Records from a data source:
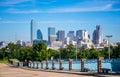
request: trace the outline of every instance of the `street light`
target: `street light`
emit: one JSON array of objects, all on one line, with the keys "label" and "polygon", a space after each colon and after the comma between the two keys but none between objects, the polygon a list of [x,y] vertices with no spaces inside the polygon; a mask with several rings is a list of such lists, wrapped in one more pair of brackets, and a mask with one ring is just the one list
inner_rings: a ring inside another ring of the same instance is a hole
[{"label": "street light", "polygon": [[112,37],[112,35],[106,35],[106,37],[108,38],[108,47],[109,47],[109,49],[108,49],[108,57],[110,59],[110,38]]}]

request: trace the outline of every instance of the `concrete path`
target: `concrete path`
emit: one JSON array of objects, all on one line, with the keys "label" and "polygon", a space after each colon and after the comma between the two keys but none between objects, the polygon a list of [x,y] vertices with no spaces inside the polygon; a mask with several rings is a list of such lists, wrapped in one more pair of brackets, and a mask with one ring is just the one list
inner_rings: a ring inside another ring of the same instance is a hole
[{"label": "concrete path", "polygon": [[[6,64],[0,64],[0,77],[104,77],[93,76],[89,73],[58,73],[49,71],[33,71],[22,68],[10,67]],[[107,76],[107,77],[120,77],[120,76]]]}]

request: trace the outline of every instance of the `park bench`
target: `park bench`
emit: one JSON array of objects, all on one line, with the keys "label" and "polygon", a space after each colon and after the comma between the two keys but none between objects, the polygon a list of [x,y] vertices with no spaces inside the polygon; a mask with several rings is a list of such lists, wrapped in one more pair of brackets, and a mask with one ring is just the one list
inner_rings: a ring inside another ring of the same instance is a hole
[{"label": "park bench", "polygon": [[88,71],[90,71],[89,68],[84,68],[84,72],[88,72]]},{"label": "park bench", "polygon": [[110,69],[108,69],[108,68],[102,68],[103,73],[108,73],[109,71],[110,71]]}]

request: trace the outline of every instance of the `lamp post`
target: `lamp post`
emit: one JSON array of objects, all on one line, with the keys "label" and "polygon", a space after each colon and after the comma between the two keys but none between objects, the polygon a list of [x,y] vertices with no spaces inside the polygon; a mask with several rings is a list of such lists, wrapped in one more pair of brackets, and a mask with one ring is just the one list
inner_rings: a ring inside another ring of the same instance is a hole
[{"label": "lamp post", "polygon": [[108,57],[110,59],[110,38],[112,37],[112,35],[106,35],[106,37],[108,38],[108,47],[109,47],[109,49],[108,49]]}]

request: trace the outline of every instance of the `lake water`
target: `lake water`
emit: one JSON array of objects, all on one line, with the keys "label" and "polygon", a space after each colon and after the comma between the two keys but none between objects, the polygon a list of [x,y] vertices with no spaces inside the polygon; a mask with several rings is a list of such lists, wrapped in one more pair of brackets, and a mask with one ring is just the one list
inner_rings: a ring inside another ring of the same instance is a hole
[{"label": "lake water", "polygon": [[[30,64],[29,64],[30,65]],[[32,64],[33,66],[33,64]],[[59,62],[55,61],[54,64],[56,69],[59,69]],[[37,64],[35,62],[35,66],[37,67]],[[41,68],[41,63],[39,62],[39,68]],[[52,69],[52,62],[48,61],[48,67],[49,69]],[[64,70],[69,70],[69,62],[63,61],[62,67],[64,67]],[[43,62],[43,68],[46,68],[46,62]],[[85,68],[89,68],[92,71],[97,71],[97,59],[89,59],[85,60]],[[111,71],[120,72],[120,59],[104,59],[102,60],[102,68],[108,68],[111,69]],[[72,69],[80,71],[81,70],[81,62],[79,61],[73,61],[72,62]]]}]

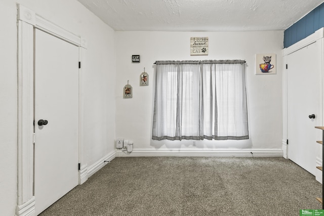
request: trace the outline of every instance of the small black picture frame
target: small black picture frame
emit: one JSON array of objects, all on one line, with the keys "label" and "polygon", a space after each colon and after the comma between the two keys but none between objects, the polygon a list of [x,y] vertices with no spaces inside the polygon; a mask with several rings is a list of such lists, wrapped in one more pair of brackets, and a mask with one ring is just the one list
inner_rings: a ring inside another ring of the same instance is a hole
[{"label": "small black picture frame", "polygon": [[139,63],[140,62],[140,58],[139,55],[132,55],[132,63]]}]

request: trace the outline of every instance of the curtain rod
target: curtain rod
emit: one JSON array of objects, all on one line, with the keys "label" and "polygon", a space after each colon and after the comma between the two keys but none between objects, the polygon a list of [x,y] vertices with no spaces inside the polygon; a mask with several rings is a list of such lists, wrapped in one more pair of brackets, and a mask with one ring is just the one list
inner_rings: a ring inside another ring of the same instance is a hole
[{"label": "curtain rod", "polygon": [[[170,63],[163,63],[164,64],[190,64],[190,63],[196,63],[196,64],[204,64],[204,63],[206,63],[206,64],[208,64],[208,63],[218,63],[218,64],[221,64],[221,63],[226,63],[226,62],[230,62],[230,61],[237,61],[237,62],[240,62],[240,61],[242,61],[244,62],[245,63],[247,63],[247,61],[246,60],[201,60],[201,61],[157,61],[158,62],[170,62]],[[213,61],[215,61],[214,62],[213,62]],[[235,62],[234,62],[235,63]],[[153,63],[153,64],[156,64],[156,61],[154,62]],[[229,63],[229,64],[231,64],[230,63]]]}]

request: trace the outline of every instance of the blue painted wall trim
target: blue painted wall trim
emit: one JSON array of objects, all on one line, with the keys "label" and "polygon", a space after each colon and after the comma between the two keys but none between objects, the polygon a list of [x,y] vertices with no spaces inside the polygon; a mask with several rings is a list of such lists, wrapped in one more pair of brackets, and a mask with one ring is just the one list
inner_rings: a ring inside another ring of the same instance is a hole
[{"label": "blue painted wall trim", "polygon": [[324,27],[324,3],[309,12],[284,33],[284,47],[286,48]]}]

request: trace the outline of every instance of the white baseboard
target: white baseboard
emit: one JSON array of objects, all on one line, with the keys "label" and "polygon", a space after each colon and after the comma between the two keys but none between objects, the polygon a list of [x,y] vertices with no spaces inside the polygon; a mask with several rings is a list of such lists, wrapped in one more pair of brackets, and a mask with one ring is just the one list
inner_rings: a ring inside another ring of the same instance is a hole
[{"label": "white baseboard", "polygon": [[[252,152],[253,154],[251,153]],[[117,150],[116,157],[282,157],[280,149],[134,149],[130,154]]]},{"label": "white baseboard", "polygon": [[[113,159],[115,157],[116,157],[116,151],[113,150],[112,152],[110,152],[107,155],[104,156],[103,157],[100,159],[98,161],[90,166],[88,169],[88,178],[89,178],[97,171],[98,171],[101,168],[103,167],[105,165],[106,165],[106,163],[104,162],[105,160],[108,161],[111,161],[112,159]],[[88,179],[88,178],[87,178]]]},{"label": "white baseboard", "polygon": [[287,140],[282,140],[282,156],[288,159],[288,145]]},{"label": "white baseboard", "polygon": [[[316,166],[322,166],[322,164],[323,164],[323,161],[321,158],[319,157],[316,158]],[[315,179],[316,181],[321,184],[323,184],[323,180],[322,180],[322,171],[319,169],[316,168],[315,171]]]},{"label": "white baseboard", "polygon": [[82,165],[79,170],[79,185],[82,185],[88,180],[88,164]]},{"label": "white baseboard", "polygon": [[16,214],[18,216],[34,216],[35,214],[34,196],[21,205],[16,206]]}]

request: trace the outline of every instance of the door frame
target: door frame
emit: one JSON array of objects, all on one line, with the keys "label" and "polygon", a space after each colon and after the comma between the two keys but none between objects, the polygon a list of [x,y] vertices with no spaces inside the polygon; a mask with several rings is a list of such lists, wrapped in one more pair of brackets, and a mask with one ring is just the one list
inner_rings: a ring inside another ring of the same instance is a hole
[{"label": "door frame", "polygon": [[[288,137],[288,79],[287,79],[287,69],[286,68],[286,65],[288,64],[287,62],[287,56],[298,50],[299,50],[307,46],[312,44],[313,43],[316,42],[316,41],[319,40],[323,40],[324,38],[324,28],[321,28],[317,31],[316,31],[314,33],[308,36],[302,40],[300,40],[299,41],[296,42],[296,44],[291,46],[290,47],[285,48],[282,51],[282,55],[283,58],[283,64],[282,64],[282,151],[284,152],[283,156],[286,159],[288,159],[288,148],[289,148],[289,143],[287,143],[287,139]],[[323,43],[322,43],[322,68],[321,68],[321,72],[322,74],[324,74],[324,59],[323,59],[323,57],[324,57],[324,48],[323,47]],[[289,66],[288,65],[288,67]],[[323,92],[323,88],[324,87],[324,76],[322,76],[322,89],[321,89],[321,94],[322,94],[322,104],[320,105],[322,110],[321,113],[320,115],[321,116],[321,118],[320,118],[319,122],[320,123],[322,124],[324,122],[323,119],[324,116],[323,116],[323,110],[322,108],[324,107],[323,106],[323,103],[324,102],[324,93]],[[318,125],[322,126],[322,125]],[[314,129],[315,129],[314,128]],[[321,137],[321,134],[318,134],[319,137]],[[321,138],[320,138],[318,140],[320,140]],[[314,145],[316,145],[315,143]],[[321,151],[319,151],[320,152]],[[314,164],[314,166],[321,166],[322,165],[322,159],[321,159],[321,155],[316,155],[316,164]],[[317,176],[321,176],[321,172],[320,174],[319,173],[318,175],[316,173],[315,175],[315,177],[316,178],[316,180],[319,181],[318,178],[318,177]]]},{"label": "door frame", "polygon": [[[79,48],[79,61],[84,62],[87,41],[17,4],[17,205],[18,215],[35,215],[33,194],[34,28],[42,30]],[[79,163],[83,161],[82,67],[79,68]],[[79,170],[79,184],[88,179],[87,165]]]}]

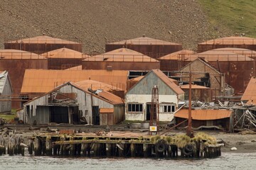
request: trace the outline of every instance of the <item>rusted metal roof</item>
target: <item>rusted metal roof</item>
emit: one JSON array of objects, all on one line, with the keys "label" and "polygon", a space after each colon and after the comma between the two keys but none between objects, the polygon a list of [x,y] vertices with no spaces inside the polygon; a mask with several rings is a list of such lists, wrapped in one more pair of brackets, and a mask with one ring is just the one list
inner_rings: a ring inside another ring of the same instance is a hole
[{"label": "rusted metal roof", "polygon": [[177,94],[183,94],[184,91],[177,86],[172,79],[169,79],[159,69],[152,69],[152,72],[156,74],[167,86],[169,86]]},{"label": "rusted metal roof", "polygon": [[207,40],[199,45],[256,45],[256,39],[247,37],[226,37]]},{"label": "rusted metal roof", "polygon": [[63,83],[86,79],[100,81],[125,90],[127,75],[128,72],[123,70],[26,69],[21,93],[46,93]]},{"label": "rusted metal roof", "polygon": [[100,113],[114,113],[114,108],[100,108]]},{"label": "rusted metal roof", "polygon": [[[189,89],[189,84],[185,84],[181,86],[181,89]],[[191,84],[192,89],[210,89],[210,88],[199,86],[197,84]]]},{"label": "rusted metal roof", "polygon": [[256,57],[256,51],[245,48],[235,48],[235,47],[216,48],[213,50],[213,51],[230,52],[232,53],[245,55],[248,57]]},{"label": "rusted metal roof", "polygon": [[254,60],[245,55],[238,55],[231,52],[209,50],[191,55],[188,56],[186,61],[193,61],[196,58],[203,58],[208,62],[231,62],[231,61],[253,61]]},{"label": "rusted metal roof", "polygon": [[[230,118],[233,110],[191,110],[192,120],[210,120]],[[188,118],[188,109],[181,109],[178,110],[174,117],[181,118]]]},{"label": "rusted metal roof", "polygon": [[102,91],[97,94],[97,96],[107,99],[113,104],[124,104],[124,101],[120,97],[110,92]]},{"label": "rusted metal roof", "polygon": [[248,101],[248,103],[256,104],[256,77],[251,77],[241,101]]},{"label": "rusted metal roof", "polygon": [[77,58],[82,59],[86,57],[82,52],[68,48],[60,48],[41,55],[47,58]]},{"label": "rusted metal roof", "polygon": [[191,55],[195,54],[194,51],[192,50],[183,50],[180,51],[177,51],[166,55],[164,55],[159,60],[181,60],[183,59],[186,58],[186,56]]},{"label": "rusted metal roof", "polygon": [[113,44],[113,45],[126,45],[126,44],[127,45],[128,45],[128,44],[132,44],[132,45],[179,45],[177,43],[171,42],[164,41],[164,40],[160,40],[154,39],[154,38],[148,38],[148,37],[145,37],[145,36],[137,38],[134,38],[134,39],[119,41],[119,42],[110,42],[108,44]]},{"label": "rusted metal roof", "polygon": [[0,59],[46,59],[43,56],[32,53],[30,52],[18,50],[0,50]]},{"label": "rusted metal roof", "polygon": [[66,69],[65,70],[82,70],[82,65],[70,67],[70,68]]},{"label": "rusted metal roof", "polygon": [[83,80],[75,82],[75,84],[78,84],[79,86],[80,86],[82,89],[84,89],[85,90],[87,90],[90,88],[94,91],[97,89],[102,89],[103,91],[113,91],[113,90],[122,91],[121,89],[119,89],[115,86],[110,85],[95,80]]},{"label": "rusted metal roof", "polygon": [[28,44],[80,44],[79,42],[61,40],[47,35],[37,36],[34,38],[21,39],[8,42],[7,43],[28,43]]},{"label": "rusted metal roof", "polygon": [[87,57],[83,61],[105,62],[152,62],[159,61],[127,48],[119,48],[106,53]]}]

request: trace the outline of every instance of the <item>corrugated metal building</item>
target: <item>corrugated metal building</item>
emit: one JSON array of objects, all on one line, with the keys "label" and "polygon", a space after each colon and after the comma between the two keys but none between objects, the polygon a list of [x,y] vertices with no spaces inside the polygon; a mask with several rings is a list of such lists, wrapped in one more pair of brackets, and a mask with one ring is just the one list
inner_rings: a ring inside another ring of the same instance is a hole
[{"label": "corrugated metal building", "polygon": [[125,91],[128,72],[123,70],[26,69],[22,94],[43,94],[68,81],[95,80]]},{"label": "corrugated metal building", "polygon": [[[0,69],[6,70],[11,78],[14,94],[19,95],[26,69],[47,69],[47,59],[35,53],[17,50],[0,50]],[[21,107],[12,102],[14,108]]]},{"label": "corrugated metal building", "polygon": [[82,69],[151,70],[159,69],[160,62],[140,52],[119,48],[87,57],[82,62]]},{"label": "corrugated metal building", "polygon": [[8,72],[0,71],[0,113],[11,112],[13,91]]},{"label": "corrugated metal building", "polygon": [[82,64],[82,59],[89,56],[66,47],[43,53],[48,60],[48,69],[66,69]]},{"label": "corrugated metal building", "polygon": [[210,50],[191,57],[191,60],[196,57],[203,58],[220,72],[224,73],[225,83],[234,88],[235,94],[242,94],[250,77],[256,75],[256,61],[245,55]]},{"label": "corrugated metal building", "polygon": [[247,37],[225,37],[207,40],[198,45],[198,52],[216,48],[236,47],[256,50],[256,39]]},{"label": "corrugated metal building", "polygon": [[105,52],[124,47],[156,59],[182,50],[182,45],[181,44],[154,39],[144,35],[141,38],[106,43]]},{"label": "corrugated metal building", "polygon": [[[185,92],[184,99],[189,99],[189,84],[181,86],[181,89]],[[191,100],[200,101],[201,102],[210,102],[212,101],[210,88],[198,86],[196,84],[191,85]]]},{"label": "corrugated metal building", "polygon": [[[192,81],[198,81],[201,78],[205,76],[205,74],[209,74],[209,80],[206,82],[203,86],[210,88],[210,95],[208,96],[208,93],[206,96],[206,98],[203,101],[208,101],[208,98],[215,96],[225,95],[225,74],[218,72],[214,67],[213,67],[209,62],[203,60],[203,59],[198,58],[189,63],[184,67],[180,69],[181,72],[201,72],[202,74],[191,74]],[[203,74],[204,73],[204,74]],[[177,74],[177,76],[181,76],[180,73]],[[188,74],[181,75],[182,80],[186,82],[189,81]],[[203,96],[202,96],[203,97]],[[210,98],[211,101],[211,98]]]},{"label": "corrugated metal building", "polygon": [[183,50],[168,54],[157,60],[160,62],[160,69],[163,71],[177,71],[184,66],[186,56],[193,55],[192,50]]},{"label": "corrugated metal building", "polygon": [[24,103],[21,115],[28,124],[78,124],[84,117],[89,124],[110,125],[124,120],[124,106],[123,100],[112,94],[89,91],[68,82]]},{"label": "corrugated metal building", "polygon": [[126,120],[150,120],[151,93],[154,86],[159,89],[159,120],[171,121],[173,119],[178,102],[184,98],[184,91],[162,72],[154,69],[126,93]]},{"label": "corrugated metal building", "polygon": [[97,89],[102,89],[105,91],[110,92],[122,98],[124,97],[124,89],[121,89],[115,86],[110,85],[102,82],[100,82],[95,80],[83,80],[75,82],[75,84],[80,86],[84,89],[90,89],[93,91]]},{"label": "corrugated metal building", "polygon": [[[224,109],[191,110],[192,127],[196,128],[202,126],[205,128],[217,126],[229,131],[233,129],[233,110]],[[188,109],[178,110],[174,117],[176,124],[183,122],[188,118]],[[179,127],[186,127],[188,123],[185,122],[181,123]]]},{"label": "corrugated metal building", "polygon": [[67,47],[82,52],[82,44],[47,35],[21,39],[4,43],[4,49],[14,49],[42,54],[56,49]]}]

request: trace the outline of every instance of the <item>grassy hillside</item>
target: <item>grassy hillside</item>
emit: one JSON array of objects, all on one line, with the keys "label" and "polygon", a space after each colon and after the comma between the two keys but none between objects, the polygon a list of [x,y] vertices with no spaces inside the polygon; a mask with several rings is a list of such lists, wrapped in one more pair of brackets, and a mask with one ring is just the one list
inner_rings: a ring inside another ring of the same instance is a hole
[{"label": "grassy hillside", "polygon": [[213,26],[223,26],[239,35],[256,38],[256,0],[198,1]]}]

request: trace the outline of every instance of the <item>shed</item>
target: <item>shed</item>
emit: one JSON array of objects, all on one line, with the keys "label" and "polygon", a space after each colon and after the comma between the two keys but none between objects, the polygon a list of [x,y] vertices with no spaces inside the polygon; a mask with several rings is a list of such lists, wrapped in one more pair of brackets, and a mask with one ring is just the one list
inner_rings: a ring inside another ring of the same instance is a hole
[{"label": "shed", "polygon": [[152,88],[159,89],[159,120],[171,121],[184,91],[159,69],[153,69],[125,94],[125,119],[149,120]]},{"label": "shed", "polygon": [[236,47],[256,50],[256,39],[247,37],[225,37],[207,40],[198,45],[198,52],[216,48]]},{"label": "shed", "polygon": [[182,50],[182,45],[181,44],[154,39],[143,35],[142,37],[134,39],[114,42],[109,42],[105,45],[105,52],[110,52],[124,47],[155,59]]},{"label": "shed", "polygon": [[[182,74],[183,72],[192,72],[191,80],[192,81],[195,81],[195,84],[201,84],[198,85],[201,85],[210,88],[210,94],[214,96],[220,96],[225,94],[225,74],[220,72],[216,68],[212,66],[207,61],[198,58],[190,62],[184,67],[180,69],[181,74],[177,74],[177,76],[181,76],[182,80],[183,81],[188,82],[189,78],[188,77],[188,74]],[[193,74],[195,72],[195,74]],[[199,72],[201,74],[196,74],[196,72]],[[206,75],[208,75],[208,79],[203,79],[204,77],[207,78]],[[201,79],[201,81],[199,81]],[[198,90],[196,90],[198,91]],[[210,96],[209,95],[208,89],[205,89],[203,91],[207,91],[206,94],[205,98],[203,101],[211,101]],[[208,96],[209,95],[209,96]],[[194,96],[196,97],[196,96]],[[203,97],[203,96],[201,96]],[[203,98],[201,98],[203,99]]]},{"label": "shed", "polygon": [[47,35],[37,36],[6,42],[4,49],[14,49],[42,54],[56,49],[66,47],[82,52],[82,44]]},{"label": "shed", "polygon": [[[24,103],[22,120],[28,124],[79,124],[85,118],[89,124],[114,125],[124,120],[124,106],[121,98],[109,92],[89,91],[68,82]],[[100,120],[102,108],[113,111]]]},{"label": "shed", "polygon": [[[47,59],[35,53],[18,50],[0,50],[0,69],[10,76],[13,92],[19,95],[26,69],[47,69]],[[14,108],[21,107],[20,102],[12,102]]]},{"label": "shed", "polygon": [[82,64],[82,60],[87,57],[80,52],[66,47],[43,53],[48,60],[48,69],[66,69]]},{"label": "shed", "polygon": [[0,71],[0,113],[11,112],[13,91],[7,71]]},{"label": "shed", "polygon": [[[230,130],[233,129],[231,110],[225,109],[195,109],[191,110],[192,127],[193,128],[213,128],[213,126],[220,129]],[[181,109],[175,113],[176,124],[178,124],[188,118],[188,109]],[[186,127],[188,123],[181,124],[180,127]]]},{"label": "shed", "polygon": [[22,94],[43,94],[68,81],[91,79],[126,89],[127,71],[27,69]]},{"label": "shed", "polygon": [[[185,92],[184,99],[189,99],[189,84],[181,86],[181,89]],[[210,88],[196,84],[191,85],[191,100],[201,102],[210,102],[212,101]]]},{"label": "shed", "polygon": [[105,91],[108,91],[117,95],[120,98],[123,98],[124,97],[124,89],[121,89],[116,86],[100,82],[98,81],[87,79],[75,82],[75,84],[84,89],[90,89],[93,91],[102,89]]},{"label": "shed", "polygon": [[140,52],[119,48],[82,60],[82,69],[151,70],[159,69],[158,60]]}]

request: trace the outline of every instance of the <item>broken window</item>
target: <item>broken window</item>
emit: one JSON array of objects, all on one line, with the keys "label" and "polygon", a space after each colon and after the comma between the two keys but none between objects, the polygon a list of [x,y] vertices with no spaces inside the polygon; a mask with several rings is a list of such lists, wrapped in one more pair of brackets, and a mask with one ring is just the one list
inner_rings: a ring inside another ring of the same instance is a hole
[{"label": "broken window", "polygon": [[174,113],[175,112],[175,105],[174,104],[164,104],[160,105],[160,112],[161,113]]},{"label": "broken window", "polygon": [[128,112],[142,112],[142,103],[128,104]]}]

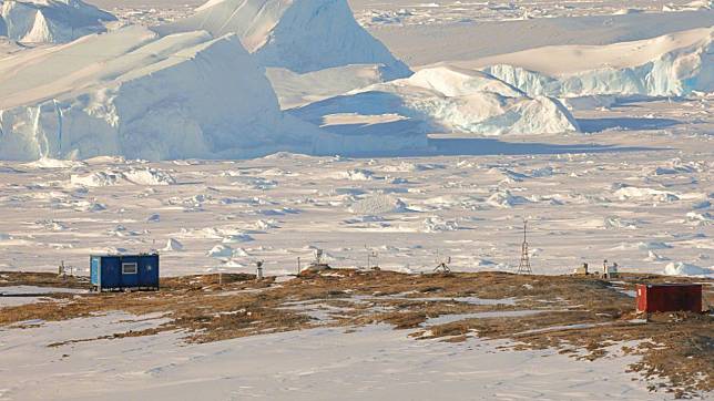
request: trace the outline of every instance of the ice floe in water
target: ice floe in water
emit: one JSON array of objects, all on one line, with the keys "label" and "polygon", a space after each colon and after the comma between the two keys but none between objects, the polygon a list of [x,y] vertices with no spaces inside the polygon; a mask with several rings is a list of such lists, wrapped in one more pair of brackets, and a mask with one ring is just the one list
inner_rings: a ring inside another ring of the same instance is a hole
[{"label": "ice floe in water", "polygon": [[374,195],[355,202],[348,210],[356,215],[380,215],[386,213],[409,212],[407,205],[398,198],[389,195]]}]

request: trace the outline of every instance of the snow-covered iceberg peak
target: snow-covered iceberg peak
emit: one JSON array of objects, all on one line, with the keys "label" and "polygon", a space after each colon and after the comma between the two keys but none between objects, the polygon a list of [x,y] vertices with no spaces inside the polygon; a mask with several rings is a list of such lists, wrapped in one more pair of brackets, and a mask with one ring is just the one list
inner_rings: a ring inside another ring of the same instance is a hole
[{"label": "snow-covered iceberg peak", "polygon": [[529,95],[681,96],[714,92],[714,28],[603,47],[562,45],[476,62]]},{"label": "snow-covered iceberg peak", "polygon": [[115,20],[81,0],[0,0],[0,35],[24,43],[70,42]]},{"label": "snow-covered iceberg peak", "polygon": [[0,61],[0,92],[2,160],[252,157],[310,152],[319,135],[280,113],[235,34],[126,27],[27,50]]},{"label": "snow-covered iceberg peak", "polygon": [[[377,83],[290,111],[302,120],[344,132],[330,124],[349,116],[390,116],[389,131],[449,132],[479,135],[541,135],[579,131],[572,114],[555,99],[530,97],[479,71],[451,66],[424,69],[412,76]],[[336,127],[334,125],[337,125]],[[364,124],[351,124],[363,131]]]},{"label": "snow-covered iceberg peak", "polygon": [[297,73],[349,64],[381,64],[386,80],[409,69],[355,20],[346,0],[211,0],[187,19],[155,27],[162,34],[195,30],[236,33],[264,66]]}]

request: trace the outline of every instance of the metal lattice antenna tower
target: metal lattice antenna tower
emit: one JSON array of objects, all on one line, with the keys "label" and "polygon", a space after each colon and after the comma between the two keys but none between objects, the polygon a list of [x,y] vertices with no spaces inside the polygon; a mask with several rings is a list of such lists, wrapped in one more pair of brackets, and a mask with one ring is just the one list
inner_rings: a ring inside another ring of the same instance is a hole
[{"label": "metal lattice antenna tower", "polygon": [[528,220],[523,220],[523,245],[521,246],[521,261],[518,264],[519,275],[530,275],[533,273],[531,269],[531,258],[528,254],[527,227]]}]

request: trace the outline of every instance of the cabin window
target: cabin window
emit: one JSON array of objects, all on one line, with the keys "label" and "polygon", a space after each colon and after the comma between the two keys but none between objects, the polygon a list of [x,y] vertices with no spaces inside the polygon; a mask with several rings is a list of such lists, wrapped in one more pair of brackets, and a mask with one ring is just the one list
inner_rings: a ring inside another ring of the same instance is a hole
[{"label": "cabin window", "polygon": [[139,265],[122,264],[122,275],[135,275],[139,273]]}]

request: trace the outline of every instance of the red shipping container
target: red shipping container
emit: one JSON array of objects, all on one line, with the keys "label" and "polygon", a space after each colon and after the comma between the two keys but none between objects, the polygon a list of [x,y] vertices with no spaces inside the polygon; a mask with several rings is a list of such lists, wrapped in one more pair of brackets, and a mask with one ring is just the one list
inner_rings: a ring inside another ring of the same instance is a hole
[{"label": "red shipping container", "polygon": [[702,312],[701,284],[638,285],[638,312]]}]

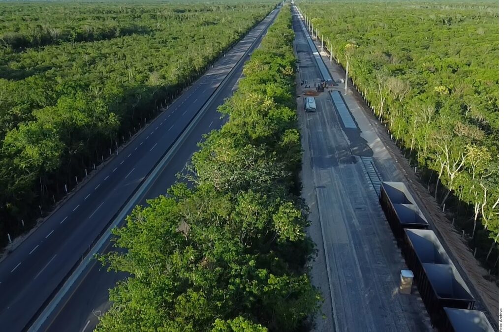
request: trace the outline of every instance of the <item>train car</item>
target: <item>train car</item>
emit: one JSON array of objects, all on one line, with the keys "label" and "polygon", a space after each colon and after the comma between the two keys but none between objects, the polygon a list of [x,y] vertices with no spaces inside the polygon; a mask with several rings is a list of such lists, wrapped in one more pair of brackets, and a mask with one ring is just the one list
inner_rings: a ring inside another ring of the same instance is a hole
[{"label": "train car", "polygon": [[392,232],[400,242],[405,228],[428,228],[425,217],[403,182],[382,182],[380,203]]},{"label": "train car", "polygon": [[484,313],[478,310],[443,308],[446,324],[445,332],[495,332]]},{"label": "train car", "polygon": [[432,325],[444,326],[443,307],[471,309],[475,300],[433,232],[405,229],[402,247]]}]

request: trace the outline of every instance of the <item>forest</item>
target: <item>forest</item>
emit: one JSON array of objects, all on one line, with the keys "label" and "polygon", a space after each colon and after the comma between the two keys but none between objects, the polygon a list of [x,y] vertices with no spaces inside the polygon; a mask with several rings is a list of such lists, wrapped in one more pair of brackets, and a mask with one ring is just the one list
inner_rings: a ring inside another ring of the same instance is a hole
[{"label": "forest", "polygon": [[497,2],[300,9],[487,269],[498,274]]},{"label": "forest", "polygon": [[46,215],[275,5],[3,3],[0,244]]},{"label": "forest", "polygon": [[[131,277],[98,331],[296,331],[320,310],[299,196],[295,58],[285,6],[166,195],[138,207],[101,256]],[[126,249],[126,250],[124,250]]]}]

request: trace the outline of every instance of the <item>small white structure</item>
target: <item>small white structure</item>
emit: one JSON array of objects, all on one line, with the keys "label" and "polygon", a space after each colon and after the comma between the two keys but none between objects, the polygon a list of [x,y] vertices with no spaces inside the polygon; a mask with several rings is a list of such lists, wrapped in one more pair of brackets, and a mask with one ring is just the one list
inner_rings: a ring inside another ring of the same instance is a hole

=== To do ===
Locate "of the <item>forest</item>" in the material, then quote the line that contains it and all lines after it through the final one.

=== Right answer ===
request: trace the outline of every instance of the <item>forest</item>
target: <item>forest</item>
emit: one JSON array of objects, all on one line, with the keys "label" and "polygon", a space after each colon and after the comma between the two keys but none between objects, the polygon a list of [x,y] vertices with no spaces inside the polygon; a mask with several rings is a list of such lists, wrapped in one more pair of brackets, and a mask with one ring is just the one list
inner_rings: a ring inside another ring of the same instance is a hole
[{"label": "forest", "polygon": [[497,2],[300,9],[487,269],[498,274]]},{"label": "forest", "polygon": [[46,215],[275,5],[3,3],[0,244]]},{"label": "forest", "polygon": [[[131,277],[98,331],[296,331],[320,310],[299,196],[295,58],[285,6],[166,195],[138,207],[101,256]],[[126,249],[126,250],[124,250]]]}]

request: trace the outline of every instance of the <item>small white structure</item>
target: <item>small white structure</item>
emit: one JSON array of objects, all on one line, with the keys "label" and "polygon", a space after each colon and after the comma between the two keys but none between objects, the polygon a list of [x,y] vertices with no spaces inside the polygon; a mask with several rings is a list of such lists, wrapped in one more pair of brackets, and a mask with one ring is just the one list
inner_rings: a ring inside another ring of the same instance is a hole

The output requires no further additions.